## DOCUMENT EXCERPT

------------------------

Main Results: For the task of trajectory prediction in heterogeneous traffic, we propose a novel LSTM-based algorithm, TrafficPredict. Given a sequence of trajectory data, we construct a 4D Graph, where two dimensions are for instances and their interactions, one dimension is for time series, and one dimension is for high-level categorization. In this graph, all the valid instances and categories of traffic-agents are denoted as nodes, and all the relationships in spatial and temporal space is represented as edges. Sequential movement information and interaction information are stored and transferred by these nodes and edges. Our LSTM network architecture is constructed on the 4D Graph, which can be divided into two main layers: one is the instance layer and the other is the category layer. The former is designed to capture dynamic properties and and interactions between the traffic-agents at a micro level. The latter aims to conclude the behavior similarities of instances of the same category using a macroscopic view and guide the prediction for instances in turn. We also use a self attention mechanism in the category layer to capture the historical movement patterns and highlight the category difference. Our method is the first to integrate the trajectory prediction for different kinds of traffic-agents in one unified framework.

To better expedite research progress on prediction and navigation in challenging scenarios for autonomous driving, we provide a new trajectory dataset for complex urban traffic with heterogeneous traffic-agents during rush hours. Scenario and data sample of our dataset is shown in Fig. 1. In practice, TrafficPredict takes about a fraction of a second on a single CPU core and exhibits $20\%$ accuracy improvement over prior prediction schemes. The novel components of our work include:

Propose a new approach for trajectory prediction in heterogeneous traffic.

Collect a new trajectory dataset in urban traffic with much interaction between different categories of traffic-agents.

Our method has smaller prediction error compared with other state-of-art approaches.

The rest of the paper is organized as follows. We give a brief overview of related prior work in Section 2. In Section 3, we define the problem and give details of our prediction algorithm. We introduce our new traffic dataset and show the performance of our methods in Section 4.

Related Work

The problem of trajectory prediction or path prediction has been extensively studied. There are many classical approaches, including Bayesian networks (?), Monte Carlo Simulation (?), Hidden Markov Models (HMM) (?), Kalman Filters (?), linear and non-linear Gaussian Process regression models (?), etc. These methods focus on analyzing the inherent regularities of objects themselves based on their previous movements. They can be used in simple traffic scenarios in which there are few interactions among cars, but these methods may not work well when different kinds of vehicles and pedestrians appear at the same time.

Behavior modeling and interactions

There is considerable work on human behavior and interactions. The Social Force model (?) presents a pedestrian motion model with attractive and repulsive forces, which has been extended by (?). Some similar methods have also been proposed that use continuum dynamics (?), Gaussian processes (?), etc. Bera et al. (?; ?) combine an Ensemble Kalman Filter and human motion model to predict the trajectories for crowds. These methods are useful for analyzing motions of pedestrians in different scenarios, such as shopping malls, squares, and pedestrian streets. There are also some approaches to classify group emotions or identify driver behaviors (?). To extend these methods to general traffic scenarios, (?) predicts the trajectories of multiple traffic-agents by considering kinematic and dynamic constraints. However, this model assumes perfect sensing and shape and dynamics information for all of the traffic agents.

------------------------

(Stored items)
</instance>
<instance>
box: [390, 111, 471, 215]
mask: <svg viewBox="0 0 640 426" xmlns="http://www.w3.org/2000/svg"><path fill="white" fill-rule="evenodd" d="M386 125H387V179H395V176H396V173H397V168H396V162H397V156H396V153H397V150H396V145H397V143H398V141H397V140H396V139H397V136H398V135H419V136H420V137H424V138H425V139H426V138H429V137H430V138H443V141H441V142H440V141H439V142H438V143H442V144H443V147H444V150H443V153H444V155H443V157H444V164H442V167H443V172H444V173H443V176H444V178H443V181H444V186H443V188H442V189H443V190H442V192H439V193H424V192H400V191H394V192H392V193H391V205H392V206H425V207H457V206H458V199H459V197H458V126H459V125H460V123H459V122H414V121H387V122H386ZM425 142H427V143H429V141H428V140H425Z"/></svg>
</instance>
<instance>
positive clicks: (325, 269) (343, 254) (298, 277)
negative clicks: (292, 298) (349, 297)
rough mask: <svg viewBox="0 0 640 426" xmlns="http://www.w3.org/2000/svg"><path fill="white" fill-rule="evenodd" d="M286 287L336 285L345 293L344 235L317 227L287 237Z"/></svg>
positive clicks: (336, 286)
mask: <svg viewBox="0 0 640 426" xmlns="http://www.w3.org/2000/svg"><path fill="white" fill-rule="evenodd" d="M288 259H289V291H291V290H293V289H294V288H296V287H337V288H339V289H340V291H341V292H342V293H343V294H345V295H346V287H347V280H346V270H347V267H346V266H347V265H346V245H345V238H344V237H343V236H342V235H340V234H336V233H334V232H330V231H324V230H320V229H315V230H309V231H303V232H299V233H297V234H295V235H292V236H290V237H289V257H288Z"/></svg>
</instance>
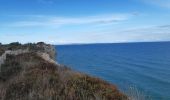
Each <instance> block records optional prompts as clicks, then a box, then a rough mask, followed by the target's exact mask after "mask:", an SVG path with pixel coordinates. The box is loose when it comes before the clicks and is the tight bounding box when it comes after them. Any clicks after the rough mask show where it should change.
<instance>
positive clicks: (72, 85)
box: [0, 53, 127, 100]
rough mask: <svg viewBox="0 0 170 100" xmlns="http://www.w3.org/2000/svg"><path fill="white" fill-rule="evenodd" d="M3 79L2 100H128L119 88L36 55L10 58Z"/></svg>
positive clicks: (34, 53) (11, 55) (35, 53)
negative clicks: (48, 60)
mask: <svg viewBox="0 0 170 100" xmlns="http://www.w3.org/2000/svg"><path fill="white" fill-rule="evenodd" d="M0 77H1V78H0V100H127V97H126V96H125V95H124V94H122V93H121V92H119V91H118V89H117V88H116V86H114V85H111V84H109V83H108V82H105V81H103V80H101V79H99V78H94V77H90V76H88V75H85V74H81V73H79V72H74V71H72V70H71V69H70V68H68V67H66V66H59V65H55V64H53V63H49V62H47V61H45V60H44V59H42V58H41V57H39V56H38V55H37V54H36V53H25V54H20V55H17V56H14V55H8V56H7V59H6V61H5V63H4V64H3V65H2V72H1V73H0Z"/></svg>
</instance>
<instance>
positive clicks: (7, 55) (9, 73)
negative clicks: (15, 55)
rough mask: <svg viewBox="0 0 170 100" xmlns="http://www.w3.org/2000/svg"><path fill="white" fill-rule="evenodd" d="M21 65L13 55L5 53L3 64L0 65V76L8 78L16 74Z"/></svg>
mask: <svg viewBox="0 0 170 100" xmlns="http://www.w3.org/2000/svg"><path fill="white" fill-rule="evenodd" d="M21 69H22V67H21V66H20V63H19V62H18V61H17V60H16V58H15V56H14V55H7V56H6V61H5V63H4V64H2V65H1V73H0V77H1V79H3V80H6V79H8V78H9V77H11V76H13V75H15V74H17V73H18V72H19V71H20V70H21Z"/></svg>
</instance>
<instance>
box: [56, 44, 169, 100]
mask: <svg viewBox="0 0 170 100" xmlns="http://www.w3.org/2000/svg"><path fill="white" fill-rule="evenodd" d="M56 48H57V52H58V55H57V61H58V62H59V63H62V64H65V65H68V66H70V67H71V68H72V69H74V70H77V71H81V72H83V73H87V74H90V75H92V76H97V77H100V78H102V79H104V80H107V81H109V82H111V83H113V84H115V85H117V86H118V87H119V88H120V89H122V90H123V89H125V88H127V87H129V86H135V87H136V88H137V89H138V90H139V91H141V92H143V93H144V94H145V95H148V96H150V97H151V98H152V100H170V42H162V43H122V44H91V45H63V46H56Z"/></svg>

------------------------

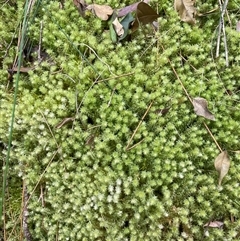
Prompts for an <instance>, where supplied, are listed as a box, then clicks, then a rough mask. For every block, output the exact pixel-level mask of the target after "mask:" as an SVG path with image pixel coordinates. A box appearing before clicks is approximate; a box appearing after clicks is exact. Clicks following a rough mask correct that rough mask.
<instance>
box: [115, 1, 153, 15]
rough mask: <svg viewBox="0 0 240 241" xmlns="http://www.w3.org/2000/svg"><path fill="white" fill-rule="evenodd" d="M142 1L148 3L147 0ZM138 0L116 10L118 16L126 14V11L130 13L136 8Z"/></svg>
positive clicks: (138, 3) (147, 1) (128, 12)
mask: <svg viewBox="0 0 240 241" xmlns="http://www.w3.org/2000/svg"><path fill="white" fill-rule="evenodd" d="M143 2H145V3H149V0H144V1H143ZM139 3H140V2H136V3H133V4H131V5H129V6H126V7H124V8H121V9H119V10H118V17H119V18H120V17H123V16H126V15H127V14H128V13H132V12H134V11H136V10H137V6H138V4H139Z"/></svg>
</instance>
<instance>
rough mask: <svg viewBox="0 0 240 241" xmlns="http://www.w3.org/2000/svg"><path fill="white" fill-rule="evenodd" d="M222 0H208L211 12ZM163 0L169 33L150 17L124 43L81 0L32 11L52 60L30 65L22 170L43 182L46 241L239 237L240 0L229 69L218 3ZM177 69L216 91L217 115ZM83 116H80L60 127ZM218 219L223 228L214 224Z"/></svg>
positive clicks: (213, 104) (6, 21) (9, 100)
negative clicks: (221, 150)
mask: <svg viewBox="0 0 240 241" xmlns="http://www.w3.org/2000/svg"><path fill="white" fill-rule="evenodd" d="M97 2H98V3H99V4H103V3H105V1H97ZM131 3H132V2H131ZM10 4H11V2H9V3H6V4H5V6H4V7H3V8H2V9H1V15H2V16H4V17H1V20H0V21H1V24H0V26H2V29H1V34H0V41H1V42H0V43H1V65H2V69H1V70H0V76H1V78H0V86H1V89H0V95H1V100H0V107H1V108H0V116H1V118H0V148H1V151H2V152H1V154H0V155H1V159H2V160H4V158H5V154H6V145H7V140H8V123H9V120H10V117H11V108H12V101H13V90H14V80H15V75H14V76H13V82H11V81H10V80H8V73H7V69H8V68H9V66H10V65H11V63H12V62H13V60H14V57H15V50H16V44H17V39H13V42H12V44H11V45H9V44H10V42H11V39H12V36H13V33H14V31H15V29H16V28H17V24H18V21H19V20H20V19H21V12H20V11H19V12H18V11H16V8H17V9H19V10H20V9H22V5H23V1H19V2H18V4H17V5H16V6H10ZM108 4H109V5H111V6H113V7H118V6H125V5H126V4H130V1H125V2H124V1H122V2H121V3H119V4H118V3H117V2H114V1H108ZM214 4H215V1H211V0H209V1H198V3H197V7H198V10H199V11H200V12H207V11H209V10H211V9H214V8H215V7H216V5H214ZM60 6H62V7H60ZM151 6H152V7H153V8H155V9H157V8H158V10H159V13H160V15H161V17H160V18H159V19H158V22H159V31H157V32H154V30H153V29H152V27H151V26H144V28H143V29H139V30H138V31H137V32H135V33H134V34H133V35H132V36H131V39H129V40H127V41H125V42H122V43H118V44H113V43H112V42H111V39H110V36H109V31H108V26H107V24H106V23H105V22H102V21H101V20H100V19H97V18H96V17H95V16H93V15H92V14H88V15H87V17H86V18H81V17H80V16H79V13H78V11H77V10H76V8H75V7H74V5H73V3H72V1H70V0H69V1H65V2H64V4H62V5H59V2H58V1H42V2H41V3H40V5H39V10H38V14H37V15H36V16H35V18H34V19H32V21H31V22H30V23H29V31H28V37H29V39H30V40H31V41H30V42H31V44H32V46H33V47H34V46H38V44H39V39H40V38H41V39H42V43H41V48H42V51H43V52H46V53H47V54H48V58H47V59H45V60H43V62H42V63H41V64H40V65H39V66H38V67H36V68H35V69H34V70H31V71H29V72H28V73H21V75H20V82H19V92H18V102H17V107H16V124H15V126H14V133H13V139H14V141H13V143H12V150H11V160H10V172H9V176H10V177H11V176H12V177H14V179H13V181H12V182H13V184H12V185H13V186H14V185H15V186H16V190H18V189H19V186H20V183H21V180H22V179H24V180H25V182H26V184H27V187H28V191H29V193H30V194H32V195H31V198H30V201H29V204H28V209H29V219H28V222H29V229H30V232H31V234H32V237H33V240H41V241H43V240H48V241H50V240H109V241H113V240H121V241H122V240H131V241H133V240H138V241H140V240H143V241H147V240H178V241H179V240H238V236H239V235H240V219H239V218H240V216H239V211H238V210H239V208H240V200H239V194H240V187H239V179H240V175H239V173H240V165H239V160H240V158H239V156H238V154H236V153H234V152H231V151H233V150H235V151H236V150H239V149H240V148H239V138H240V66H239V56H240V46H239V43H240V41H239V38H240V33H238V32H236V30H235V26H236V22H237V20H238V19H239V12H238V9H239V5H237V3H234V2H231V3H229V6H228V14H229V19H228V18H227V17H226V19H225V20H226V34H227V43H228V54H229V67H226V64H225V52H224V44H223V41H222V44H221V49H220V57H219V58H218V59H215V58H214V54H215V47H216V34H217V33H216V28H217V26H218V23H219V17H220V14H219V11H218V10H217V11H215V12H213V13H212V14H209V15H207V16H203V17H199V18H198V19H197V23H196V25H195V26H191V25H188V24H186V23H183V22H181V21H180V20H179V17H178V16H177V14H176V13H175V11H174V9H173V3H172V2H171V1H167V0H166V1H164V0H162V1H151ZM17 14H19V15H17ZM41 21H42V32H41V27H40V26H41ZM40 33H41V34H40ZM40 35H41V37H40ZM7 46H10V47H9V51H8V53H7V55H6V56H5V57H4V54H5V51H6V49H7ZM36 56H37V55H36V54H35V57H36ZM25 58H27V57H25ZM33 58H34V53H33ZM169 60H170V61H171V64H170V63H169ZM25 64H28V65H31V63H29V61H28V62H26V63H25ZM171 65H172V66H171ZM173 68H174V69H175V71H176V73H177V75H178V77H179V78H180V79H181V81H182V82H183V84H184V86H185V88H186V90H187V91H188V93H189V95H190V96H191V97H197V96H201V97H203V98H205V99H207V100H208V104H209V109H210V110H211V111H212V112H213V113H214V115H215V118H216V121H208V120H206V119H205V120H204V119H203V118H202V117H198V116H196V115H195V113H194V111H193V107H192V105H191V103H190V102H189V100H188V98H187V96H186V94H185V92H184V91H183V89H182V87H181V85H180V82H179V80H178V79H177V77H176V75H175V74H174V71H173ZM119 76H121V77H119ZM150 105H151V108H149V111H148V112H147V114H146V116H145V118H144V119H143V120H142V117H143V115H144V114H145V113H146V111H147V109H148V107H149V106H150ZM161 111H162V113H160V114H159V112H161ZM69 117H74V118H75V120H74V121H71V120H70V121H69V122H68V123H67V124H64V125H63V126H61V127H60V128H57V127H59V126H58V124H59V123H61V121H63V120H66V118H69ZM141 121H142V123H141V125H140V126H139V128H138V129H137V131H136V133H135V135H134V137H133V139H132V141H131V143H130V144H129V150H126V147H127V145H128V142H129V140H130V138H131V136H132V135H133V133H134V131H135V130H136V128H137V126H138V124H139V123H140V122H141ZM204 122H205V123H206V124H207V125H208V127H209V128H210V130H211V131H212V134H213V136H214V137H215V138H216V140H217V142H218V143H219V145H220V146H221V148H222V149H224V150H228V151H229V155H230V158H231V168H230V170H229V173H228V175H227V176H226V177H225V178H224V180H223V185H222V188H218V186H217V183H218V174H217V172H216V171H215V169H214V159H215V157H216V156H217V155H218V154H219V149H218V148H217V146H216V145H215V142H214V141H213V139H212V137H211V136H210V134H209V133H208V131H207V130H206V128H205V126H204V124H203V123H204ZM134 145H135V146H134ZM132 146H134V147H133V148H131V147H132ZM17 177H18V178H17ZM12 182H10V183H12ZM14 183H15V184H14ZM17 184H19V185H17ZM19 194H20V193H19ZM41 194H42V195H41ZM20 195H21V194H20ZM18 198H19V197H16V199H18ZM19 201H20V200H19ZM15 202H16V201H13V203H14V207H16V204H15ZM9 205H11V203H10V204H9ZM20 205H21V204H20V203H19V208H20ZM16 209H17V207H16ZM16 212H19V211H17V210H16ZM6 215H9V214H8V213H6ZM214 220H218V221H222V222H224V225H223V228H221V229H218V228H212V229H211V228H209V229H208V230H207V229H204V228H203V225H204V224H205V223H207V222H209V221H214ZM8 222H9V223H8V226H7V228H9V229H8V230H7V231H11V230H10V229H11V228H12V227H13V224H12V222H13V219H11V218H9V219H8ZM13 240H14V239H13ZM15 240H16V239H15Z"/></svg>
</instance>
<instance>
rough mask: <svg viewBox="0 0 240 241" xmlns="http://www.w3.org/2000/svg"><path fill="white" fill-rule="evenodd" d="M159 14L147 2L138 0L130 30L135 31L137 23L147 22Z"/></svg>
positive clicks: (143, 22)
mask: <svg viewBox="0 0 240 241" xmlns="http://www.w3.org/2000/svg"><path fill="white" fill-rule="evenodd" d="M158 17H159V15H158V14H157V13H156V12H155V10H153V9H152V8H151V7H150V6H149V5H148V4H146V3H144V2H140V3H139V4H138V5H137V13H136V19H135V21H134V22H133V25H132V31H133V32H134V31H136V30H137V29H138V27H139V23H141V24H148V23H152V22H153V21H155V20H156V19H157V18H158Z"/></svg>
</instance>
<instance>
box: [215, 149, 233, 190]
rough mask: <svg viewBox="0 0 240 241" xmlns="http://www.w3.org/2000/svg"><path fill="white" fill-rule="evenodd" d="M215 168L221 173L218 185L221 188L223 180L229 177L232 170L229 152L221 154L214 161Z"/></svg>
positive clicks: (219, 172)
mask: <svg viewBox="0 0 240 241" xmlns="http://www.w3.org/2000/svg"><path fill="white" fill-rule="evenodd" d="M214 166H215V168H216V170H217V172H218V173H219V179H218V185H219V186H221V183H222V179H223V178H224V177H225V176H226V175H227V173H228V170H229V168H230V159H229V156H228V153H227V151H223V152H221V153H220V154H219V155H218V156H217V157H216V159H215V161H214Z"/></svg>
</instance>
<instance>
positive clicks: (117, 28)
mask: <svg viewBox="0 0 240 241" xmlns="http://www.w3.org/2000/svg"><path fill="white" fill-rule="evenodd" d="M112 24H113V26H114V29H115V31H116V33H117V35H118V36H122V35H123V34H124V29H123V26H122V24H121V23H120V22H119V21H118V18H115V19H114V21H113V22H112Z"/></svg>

------------------------

List each classical approach to trajectory prediction that the research excerpt names in its first paragraph under "Related Work".

- Bayesian networks
- Monte Carlo Simulation
- Hidden Markov Models (HMM)
- Kalman Filters
- Linear and non-linear Gaussian Process regression models